**Ausgewählter Abschnitt**:
--------------------------------

Interview: Stephan Neher

„Bürgermeister sollten Zuversicht ausstrahlen“

Der Rathauschef in Rottenburg am Neckar erklärt, warum es bei der  Flüchtlingsunterbringung in seiner Stadt keine Probleme gibt und warnt vor einem Vertrauensverlust, wenn Politiker immer nur beschreiben, was nicht geht. 

Stephan Neher ist seit 2008 Oberbürgermeister in Rottenburg am Neckar. Im März kandidiert er für eine dritte Amtszeit.

Achim Zweygarth)
Staatsanzeiger: Die Unterbringung läuft in Rottenburg, sagen Sie. Andere Kommunen sind aber überlastet.

Stephan Neher: Die Überlastungssituation kann dann eintreten, wenn man zu lange wartet. In Rottenburg haben wir nicht gewartet, bis irgendjemand in Stuttgart oder in Berlin Zusagen finanzieller Art gemacht oder Programme geschnürt hat. Wir haben gesagt: „Wir machen einfach“.

Sind die Probleme mancher Kommunen auch hausgemacht?

In Teilen schon. Bei der aktuellen Krise kam es auf die erste Hilfsbereitschaft der Bürger an, im Februar, März, April 2022. Die bekomme ich nur in der Anfangsphase, aber dann müssen die Strukturen bereitstehen. Die Mitarbeiter des Ordnungsamtes und unsere Ortsvorsteher in den 17 Ortschaften haben Wohnungen angeschaut, die für eine Anmietung in Frage kommen. So konnten wir in den ersten Wochen nach Ausbruch des Ukraine-Kriegs 20 bis 30 Wohnungen besichtigen.

--------------------------------

**Ausgelesene Einträge**:

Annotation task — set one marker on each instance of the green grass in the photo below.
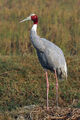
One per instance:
(22, 82)
(22, 79)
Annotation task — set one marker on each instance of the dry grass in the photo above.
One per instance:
(22, 79)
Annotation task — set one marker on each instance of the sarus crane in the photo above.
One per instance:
(50, 55)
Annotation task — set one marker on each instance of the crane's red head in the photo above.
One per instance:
(32, 17)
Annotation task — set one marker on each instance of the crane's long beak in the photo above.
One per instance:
(28, 18)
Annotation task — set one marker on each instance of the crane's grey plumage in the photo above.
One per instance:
(50, 55)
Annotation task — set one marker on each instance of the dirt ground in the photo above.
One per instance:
(40, 113)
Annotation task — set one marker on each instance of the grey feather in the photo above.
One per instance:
(50, 56)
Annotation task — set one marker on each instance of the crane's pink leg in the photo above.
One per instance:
(47, 89)
(56, 88)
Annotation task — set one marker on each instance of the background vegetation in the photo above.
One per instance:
(22, 79)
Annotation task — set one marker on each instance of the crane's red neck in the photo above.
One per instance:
(34, 18)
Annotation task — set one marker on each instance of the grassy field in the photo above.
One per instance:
(22, 79)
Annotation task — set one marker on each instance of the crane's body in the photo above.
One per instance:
(50, 56)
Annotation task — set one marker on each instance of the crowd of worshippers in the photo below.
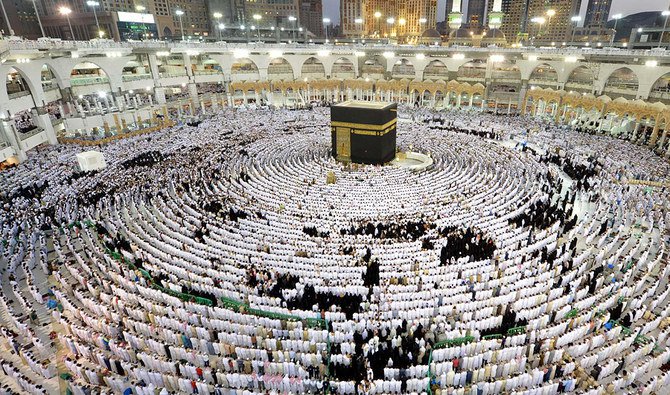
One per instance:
(410, 230)
(581, 172)
(470, 242)
(449, 126)
(409, 343)
(148, 158)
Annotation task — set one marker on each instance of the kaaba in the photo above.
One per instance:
(364, 132)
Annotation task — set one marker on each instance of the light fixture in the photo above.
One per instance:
(240, 53)
(497, 58)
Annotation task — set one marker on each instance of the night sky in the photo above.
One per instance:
(331, 7)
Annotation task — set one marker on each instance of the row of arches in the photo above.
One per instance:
(505, 76)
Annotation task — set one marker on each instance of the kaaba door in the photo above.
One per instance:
(343, 141)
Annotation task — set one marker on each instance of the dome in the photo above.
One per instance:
(431, 33)
(495, 34)
(462, 32)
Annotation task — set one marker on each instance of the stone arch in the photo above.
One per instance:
(374, 67)
(436, 70)
(506, 70)
(134, 68)
(16, 83)
(475, 69)
(660, 90)
(206, 65)
(245, 69)
(544, 74)
(280, 69)
(581, 79)
(313, 68)
(343, 68)
(48, 77)
(622, 82)
(403, 68)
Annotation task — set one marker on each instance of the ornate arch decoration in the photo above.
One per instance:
(358, 84)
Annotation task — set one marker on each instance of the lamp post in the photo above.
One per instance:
(666, 14)
(180, 13)
(66, 11)
(359, 23)
(390, 21)
(616, 20)
(4, 12)
(258, 18)
(576, 20)
(37, 14)
(422, 21)
(550, 14)
(326, 21)
(218, 16)
(93, 4)
(293, 19)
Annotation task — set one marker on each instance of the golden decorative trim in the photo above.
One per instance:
(365, 126)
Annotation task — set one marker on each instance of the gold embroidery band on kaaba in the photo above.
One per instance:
(365, 126)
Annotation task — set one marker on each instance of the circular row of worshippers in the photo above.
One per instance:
(115, 325)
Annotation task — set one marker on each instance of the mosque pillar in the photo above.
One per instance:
(664, 135)
(8, 129)
(522, 92)
(153, 68)
(635, 131)
(43, 121)
(188, 65)
(160, 95)
(654, 136)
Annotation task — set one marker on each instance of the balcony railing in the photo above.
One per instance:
(135, 77)
(29, 134)
(16, 95)
(80, 81)
(105, 45)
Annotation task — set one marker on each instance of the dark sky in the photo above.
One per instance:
(331, 7)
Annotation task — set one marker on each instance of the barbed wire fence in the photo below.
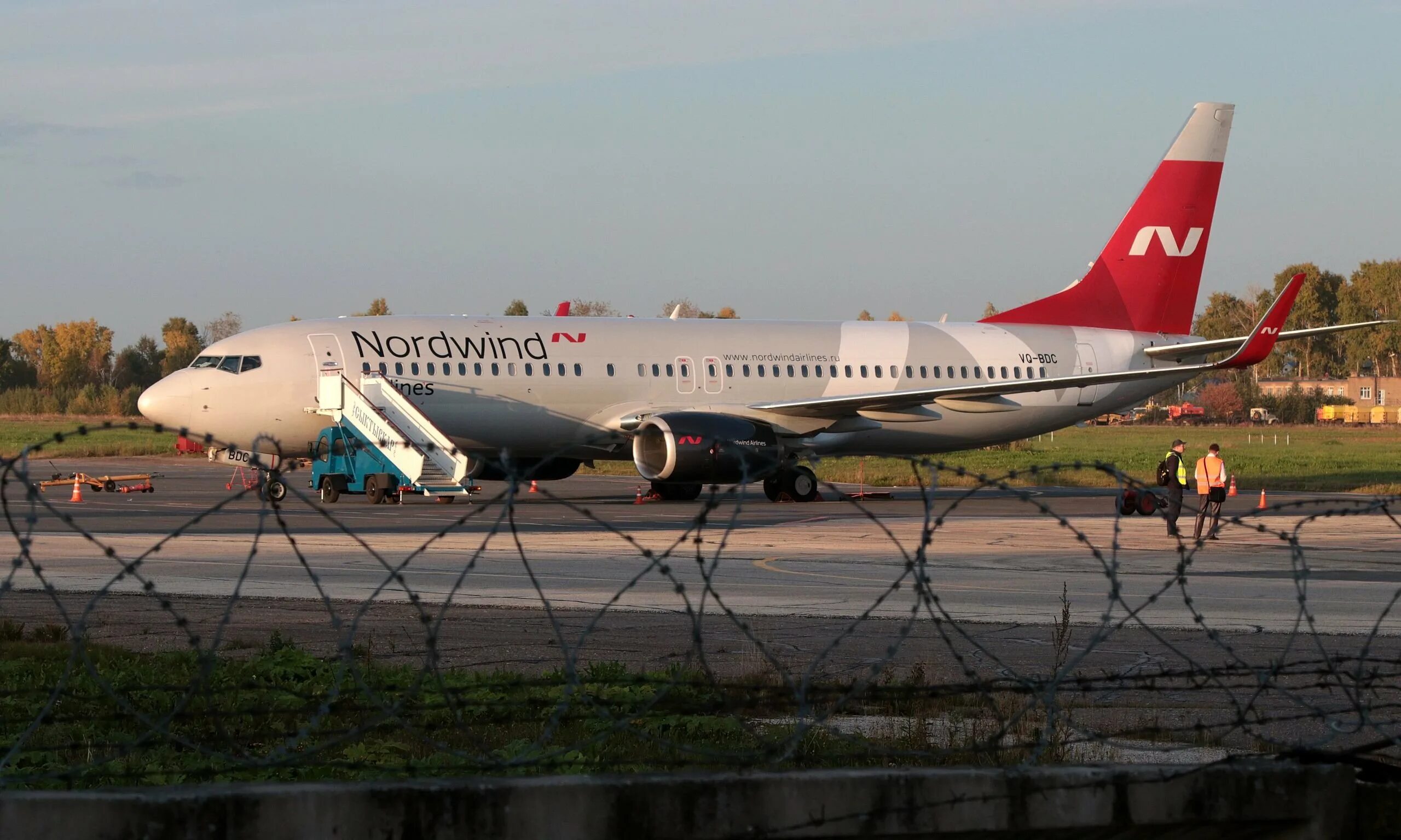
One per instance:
(79, 711)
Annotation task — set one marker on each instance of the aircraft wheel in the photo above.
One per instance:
(801, 483)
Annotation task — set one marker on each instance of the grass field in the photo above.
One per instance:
(18, 433)
(1317, 458)
(278, 713)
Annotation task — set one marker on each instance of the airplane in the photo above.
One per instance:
(696, 402)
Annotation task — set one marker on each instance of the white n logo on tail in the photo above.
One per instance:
(1165, 236)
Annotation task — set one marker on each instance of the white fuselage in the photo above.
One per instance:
(541, 387)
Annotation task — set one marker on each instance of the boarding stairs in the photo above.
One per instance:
(390, 423)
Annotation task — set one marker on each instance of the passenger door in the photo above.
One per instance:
(1085, 366)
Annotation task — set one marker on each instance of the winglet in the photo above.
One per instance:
(1261, 340)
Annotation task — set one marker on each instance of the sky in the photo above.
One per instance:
(788, 159)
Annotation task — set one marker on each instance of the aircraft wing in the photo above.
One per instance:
(985, 397)
(1202, 349)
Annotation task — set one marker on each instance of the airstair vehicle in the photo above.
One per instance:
(380, 444)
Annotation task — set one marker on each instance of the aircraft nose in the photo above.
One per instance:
(167, 402)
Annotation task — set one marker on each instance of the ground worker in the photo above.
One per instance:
(1176, 483)
(1211, 490)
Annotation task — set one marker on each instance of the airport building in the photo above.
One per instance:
(1364, 391)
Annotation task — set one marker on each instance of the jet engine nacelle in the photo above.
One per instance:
(688, 447)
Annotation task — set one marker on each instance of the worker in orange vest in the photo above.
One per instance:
(1211, 490)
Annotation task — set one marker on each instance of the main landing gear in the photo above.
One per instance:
(796, 482)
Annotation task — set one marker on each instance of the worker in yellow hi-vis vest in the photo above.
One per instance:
(1211, 490)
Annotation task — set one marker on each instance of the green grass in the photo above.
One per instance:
(283, 715)
(1317, 458)
(18, 433)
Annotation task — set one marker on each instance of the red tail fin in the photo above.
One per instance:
(1147, 276)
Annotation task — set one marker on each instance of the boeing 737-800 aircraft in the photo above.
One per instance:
(697, 402)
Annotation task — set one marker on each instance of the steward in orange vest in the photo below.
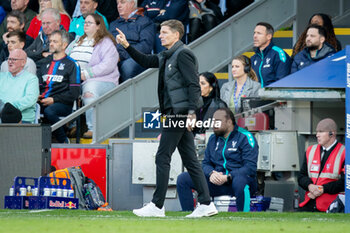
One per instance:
(322, 174)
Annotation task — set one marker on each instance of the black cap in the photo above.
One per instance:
(10, 114)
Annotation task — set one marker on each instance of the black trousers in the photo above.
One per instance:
(181, 138)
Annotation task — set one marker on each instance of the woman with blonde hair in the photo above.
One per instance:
(98, 57)
(244, 84)
(35, 24)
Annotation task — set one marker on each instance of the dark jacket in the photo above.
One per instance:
(271, 64)
(237, 154)
(303, 58)
(40, 45)
(60, 79)
(178, 83)
(139, 31)
(29, 16)
(207, 111)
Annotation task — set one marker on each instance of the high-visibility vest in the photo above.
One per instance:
(331, 172)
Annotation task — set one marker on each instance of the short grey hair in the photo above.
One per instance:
(64, 35)
(135, 2)
(54, 12)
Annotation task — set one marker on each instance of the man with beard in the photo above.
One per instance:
(86, 7)
(39, 49)
(229, 164)
(22, 6)
(322, 174)
(316, 48)
(59, 81)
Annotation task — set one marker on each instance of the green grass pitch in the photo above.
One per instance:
(77, 221)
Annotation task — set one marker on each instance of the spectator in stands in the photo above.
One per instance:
(269, 62)
(173, 10)
(15, 22)
(19, 5)
(204, 16)
(10, 114)
(108, 8)
(179, 97)
(19, 87)
(322, 173)
(229, 164)
(16, 40)
(139, 31)
(35, 25)
(86, 7)
(324, 21)
(59, 82)
(98, 58)
(244, 84)
(210, 93)
(153, 8)
(316, 48)
(39, 49)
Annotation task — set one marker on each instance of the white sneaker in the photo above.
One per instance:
(150, 210)
(203, 211)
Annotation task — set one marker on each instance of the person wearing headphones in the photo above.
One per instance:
(322, 173)
(244, 84)
(229, 164)
(210, 92)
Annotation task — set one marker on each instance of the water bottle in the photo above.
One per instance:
(71, 193)
(65, 192)
(47, 191)
(12, 191)
(296, 199)
(22, 191)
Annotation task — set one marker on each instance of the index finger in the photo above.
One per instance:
(120, 32)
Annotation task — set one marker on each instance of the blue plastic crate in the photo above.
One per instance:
(16, 201)
(40, 201)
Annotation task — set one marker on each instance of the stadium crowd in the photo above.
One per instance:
(53, 51)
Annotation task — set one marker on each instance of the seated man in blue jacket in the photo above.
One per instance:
(229, 164)
(316, 48)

--------------------------------

**Auftrag A**: Nenne alle Städte, die im Interview vorkommen.
**Auftrag B**: Such aus den Zeilen jede heraus, in der das Wort „white“ steht, und gib sie vollständig wieder. Groß- und Kleinschreibung zählt.

**Lösung A**: Rottenburg am Neckar, Stuttgart, Berlin

**Lösung B**:
Annotation task — set one marker on each instance of the white n logo on tail in the photo above.
Annotation task — set one marker on each instance of the white fuselage in the photo above.
Annotation task — set one marker on each instance of the white sneaker in the photo above.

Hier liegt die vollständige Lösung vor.